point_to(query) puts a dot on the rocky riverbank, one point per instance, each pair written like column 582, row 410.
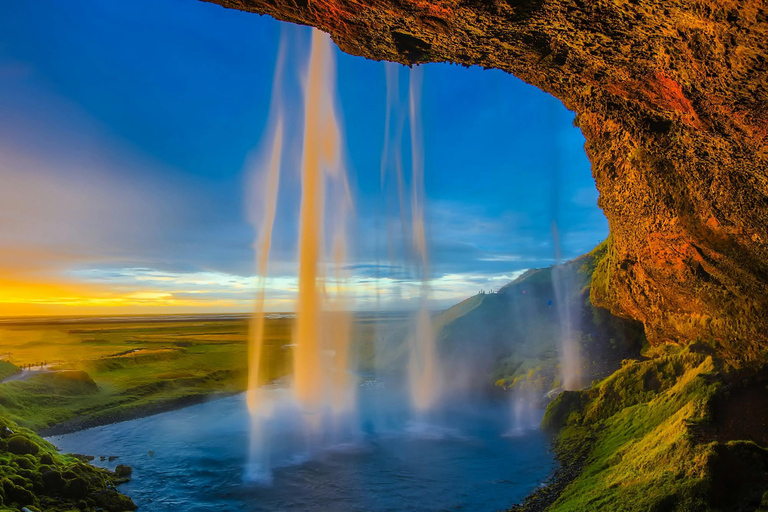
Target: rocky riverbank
column 35, row 477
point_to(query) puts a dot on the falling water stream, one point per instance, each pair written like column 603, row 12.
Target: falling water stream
column 333, row 438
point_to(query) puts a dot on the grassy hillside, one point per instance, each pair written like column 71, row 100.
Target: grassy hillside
column 34, row 475
column 682, row 431
column 513, row 336
column 101, row 372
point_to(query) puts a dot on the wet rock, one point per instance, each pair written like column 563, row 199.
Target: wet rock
column 76, row 488
column 112, row 501
column 123, row 471
column 53, row 481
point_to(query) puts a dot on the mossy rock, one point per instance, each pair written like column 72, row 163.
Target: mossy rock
column 561, row 408
column 22, row 445
column 112, row 501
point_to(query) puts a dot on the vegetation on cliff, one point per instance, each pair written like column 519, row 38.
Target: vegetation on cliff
column 34, row 475
column 655, row 436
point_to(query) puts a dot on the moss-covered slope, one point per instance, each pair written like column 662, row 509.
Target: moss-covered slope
column 655, row 436
column 34, row 475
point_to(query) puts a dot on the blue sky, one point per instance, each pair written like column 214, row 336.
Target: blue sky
column 127, row 130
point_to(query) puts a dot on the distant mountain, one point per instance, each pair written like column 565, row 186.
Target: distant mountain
column 512, row 337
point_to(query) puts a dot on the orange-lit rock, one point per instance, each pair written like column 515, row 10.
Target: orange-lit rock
column 672, row 98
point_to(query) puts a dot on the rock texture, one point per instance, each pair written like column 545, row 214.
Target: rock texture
column 672, row 97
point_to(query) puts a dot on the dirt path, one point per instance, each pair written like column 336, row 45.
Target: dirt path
column 26, row 374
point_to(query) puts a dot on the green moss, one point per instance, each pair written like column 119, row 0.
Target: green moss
column 7, row 370
column 34, row 475
column 634, row 442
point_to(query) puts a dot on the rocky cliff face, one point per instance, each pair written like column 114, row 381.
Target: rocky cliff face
column 672, row 97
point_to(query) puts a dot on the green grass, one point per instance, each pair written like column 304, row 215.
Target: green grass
column 514, row 335
column 139, row 366
column 34, row 475
column 7, row 369
column 639, row 435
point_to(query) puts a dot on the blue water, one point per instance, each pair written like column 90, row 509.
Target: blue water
column 462, row 460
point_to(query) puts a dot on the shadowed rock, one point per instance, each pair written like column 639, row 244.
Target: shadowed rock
column 673, row 101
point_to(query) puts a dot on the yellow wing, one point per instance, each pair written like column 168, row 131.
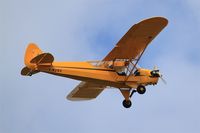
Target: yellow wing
column 137, row 39
column 85, row 91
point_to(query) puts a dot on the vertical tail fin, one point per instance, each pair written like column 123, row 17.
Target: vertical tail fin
column 34, row 57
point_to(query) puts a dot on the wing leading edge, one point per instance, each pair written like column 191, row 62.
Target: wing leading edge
column 85, row 91
column 137, row 39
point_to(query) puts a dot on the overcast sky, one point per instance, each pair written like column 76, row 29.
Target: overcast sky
column 88, row 30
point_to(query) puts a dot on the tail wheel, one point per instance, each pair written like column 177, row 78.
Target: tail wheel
column 127, row 103
column 141, row 89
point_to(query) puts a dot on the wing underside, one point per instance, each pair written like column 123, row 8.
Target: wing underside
column 85, row 91
column 136, row 39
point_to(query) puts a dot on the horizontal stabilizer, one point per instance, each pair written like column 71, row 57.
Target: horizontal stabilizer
column 44, row 58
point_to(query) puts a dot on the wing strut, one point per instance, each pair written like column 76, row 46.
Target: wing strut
column 134, row 64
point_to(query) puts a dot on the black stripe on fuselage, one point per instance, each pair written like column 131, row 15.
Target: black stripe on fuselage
column 84, row 68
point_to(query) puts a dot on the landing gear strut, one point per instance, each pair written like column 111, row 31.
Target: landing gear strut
column 127, row 103
column 128, row 94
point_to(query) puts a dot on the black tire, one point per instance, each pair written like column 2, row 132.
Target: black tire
column 141, row 89
column 127, row 103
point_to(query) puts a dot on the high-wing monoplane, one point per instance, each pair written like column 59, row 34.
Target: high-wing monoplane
column 119, row 69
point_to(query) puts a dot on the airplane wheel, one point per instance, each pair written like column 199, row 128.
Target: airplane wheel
column 127, row 103
column 141, row 89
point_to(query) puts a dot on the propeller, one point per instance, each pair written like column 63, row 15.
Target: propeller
column 155, row 72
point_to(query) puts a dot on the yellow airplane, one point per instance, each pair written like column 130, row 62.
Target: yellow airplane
column 118, row 69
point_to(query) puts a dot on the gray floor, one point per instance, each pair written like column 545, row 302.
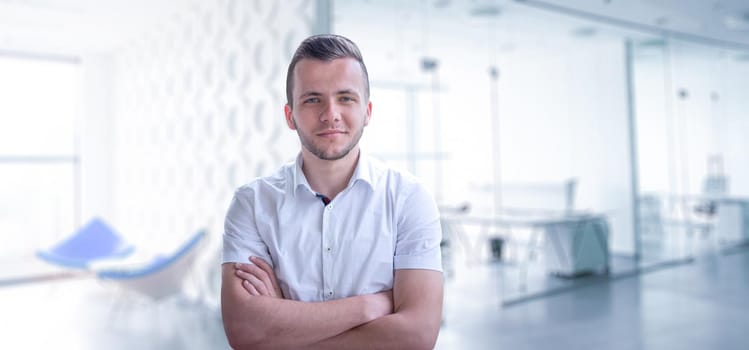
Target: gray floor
column 699, row 305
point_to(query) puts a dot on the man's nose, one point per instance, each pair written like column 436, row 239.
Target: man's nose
column 330, row 113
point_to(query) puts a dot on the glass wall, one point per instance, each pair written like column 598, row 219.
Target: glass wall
column 37, row 151
column 515, row 116
column 691, row 101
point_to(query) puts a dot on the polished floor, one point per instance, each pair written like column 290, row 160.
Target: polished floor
column 703, row 304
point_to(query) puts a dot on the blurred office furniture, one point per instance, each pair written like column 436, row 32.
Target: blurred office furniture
column 576, row 245
column 573, row 244
column 732, row 220
column 96, row 241
column 669, row 226
column 160, row 277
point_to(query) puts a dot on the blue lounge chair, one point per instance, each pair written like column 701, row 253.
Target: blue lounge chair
column 93, row 242
column 162, row 276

» **DO THIS**
Please put all the items above into a two-column CSV with the header text,answer and one row per item. Each row holds the item's text and its answer, each in a single quoted field with line breaks replaced by spaces, and the pictures left out.

» **OUTPUT**
text,answer
"point_to(query) puts a dot on the rocky riverbank, one point per instance, each pair written like column 582, row 410. Target: rocky riverbank","column 35, row 477"
"point_to(query) puts a dot on the falling water stream, one point per instance, each pair written like column 603, row 12. Target: falling water stream","column 333, row 438"
"point_to(query) puts a dot on the grassy hillside, one point per instance, each pair written like column 71, row 100. Target: grassy hillside","column 34, row 475 column 682, row 431 column 513, row 336 column 101, row 372"
"point_to(query) puts a dot on the wet rock, one point per instance, each pair written like column 563, row 199. Target: wet rock","column 76, row 488 column 112, row 501 column 123, row 471 column 53, row 481"
"point_to(query) puts a dot on the mossy rock, one point per instance, each pair written like column 72, row 163. Target: mossy rock","column 561, row 408 column 22, row 445 column 112, row 501"
"point_to(query) puts a dot on the vegetation on cliff, one point per instance, each pair written like column 519, row 38. Target: vegetation on cliff","column 34, row 475 column 655, row 436"
"point_to(query) puts a dot on the moss-covered slope, one point per instance, each pair written like column 662, row 509. Target: moss-covered slope","column 655, row 436 column 34, row 475"
"point_to(query) puts a dot on the blue sky, one point per instance, each pair written like column 214, row 336. Target: blue sky","column 127, row 130"
"point_to(query) puts a dot on the distant mountain, one point per instance, each pair written like column 565, row 186. Target: distant mountain","column 512, row 337"
"point_to(query) puts a dot on the orange-lit rock, one point per instance, each pair written like column 515, row 10. Target: orange-lit rock","column 672, row 98"
"point_to(query) puts a dot on the rock texture, one point per instance, each pair written like column 545, row 214. Target: rock texture","column 672, row 97"
"point_to(query) puts a dot on the dirt path, one point per instance, each pair written like column 336, row 45. Target: dirt path","column 26, row 374"
"point_to(query) puts a dot on the green moss, one point per instance, each pair written like column 119, row 0. Target: green moss","column 7, row 370 column 34, row 475 column 634, row 442"
"point_to(query) puts a dot on the rocky cliff face, one point per instance, each pair written like column 114, row 381. Target: rocky cliff face","column 672, row 97"
"point_to(query) puts a dot on the green grass, one point per instance, each pair written like column 304, row 215. Target: green grass","column 514, row 335 column 139, row 366 column 34, row 475 column 7, row 369 column 639, row 435"
"point_to(query) puts a dot on the blue water, one point per instance, each pair written like column 90, row 509. Target: blue water","column 462, row 460"
"point_to(query) puts a dot on the shadowed rock, one point per instance, each pair written like column 639, row 244. Target: shadowed rock","column 673, row 101"
"point_to(query) puts a dot on the yellow wing, one point per instance, each pair written like column 168, row 131. Target: yellow wing","column 137, row 39 column 85, row 91"
"point_to(query) puts a dot on the vertical tail fin, one point per instance, each pair written like column 123, row 17. Target: vertical tail fin","column 34, row 57"
"point_to(query) puts a dot on the wing leading edge, one point per instance, each pair written like column 191, row 62. Target: wing leading edge","column 85, row 91 column 137, row 39"
"point_to(query) puts a dot on the overcast sky, one point per instance, each pair written like column 76, row 29. Target: overcast sky","column 88, row 30"
"point_to(query) puts a dot on the tail wheel, one point per instance, each pair written like column 177, row 78. Target: tail wheel","column 127, row 103 column 141, row 89"
"point_to(query) puts a dot on the wing underside, one point per instance, each pair written like column 123, row 8. Target: wing underside","column 85, row 91 column 136, row 39"
"point_to(query) puts a dot on the horizontal stabilizer, one point per instance, each pair written like column 71, row 57. Target: horizontal stabilizer","column 44, row 58"
"point_to(query) puts a dot on the wing strut, one point per instance, each pair written like column 76, row 46. Target: wing strut","column 134, row 64"
"point_to(query) puts a dot on the black stripe on fuselage, one point per instance, each pair written like column 131, row 15. Target: black stripe on fuselage","column 84, row 68"
"point_to(query) puts a dot on the landing gear strut, one point per instance, each pair written like column 111, row 31. Target: landing gear strut","column 127, row 103 column 128, row 94"
"point_to(query) puts a dot on the black tire, one point per instance, each pair written like column 2, row 132. Target: black tire","column 141, row 89 column 127, row 103"
"point_to(query) puts a dot on the high-wing monoplane, one point per instance, each pair written like column 59, row 34. Target: high-wing monoplane","column 119, row 69"
"point_to(query) puts a dot on the airplane wheel, one point per instance, each pair written like column 199, row 128. Target: airplane wheel","column 127, row 103 column 141, row 89"
"point_to(query) puts a dot on the propeller, one point per instance, each pair written like column 63, row 15. Target: propeller","column 155, row 72"
"point_to(query) puts a dot on the yellow airplane, one point per instance, each pair written like column 130, row 62. Target: yellow airplane","column 118, row 69"
"point_to(query) puts a dot on the gray floor, one point per instance, each pair written like column 545, row 302. Target: gray floor","column 699, row 305"
"point_to(query) puts a dot on the man's nose, one point per instance, each pair written like column 436, row 239. Target: man's nose","column 330, row 113"
"point_to(query) puts a dot on the glass wall, one point per instance, each pair written like column 598, row 219. Target: glass wall","column 37, row 151 column 515, row 116 column 691, row 101"
"point_to(query) puts a dot on the polished floor, one point per instance, each pair written like column 290, row 160. Target: polished floor","column 703, row 304"
"point_to(query) puts a dot on the blurred office furniture, one point per instance, each pair written like column 436, row 32. Target: blurred office furniture","column 576, row 245 column 573, row 244 column 732, row 220 column 96, row 241 column 669, row 226 column 160, row 277"
"point_to(query) puts a dot on the blue lounge chair, one point per instance, each pair written like column 701, row 253. Target: blue lounge chair","column 93, row 242 column 162, row 276"